Material for this exercise:
^^^^
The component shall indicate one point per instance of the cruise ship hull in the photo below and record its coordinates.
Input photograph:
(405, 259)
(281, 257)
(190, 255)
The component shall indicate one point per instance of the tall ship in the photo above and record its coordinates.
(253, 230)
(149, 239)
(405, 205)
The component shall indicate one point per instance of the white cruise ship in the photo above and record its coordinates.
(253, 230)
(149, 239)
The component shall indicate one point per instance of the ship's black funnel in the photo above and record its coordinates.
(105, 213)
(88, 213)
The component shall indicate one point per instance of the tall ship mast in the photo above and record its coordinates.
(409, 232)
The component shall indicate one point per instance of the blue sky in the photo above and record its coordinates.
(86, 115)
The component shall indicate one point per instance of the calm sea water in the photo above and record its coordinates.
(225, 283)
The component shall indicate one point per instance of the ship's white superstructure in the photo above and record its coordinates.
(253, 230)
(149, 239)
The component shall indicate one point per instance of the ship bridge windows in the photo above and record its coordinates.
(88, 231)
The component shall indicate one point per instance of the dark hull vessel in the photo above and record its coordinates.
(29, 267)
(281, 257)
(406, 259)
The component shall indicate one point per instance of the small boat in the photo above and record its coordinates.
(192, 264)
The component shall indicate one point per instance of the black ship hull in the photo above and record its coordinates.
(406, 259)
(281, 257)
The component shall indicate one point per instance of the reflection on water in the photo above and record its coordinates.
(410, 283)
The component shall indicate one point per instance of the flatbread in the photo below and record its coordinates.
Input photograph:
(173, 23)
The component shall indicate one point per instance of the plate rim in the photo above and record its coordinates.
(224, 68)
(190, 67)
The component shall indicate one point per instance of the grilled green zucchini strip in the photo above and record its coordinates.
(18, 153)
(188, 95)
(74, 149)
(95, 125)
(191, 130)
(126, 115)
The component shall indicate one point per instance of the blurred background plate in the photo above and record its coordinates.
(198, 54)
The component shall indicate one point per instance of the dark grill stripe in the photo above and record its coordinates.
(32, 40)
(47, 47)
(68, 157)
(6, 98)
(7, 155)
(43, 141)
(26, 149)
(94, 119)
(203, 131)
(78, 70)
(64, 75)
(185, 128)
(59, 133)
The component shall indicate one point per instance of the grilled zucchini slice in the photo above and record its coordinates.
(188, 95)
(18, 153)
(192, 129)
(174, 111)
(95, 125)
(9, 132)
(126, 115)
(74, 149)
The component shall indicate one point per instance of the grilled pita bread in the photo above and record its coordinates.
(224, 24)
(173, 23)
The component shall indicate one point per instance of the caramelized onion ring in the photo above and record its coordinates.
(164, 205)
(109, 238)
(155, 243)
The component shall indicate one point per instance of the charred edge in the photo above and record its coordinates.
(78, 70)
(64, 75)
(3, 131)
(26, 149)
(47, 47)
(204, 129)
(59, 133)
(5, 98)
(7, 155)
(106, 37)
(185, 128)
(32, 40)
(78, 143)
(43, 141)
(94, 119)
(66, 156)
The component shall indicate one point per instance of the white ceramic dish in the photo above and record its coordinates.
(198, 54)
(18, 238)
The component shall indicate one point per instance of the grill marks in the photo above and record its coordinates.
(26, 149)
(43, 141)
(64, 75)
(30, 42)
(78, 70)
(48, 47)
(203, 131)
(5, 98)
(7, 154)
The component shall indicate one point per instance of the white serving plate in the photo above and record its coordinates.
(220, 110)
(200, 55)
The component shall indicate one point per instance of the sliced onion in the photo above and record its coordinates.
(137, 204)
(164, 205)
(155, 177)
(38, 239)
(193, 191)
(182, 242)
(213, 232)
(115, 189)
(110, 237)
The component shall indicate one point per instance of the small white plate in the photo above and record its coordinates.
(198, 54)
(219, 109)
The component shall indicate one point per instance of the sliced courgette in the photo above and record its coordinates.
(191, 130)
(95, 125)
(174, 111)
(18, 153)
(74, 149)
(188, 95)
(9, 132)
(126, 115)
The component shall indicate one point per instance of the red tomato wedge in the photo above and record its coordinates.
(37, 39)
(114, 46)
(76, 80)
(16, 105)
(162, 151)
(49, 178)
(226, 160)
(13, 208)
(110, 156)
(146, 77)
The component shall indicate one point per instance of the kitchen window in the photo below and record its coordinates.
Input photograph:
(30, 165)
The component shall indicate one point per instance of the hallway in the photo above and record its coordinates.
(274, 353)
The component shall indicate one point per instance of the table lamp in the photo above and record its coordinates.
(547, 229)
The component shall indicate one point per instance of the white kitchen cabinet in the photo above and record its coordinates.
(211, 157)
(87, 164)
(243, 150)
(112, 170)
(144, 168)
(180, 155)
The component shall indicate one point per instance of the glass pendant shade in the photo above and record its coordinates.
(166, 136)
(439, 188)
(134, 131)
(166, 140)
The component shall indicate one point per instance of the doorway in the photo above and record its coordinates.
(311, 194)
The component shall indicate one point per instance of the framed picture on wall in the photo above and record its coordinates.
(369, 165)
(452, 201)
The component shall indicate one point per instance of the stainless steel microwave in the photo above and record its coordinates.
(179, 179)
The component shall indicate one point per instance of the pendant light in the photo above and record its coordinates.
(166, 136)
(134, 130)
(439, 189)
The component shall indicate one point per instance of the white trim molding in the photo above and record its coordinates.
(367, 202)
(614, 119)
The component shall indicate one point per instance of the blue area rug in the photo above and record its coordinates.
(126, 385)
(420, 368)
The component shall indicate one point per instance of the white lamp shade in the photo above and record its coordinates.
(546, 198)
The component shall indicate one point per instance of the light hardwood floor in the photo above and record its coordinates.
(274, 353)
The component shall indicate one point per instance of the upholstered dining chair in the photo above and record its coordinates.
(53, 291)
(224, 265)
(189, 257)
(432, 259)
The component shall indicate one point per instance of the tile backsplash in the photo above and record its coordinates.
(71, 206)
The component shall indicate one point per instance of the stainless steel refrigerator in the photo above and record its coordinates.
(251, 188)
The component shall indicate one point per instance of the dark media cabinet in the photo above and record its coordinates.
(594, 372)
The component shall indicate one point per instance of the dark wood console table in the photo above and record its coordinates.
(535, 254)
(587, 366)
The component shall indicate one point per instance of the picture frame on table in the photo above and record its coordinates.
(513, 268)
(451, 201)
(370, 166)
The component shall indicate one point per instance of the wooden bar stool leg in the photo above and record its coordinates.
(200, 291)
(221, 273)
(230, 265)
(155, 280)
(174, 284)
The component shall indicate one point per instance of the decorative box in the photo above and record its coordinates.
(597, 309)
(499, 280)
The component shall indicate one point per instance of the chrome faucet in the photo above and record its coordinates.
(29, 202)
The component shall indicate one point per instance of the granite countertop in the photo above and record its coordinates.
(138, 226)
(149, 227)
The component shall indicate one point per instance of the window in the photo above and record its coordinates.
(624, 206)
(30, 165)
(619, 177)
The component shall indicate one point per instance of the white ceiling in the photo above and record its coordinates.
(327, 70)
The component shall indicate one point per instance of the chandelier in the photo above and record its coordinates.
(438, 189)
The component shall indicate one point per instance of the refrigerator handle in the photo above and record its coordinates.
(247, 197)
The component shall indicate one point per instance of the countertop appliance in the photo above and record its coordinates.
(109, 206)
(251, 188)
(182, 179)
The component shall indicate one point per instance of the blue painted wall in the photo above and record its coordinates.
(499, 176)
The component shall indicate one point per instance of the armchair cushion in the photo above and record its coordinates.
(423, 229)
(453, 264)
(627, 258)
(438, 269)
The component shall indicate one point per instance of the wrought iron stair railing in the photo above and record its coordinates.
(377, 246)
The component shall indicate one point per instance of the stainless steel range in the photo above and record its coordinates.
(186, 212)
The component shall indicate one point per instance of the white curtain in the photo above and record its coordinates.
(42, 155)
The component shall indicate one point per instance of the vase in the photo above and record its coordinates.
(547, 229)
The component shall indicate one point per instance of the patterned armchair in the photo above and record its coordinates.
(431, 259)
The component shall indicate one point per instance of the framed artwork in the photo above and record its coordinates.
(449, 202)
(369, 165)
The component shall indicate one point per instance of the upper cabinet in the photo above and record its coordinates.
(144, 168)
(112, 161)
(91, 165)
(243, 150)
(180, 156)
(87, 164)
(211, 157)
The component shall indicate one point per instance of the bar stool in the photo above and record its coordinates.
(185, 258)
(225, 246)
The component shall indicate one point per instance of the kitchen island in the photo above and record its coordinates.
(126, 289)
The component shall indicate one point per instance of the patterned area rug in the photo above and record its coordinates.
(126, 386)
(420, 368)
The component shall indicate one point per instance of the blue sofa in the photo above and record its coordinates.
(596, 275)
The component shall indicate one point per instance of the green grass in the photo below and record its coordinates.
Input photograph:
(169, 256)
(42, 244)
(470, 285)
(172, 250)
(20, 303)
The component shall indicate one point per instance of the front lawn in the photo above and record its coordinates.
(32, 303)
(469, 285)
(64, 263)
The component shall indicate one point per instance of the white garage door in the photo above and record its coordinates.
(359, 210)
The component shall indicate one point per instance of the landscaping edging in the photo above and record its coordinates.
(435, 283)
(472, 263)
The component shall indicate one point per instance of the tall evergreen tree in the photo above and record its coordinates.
^^^^
Challenge:
Lay out as a numbered list every line from the one that contains "of the landscaping" through the last line of the rows, skipping blank lines.

Task answer:
1. The component shall indicate one point per instance of the landscaping edging in the photo above and record its coordinates.
2. (435, 283)
3. (472, 263)
4. The component shall indicate one point per instance of the tall evergreen tree in the photo above and record its coordinates.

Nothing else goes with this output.